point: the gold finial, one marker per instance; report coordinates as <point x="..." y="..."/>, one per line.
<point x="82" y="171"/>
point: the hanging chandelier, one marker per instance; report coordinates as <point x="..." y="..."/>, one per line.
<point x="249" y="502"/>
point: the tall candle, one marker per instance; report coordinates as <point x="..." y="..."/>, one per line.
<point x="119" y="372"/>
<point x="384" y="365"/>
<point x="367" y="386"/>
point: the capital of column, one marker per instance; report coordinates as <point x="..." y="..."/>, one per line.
++++++++++++++++++++
Output every one of the records above verbatim, line for line, with no changes.

point: the gold finial, one marker per instance; report coordinates as <point x="..." y="..."/>, one per line.
<point x="82" y="171"/>
point: the hanging chandelier, one marker per instance; report coordinates as <point x="..." y="..."/>, one per line.
<point x="249" y="502"/>
point: the tall candle, one marker per instance; report coordinates as <point x="..." y="..."/>, one per line.
<point x="119" y="372"/>
<point x="384" y="365"/>
<point x="367" y="386"/>
point: the capital of column, one marker per instance; report coordinates as <point x="..." y="..."/>, one per line.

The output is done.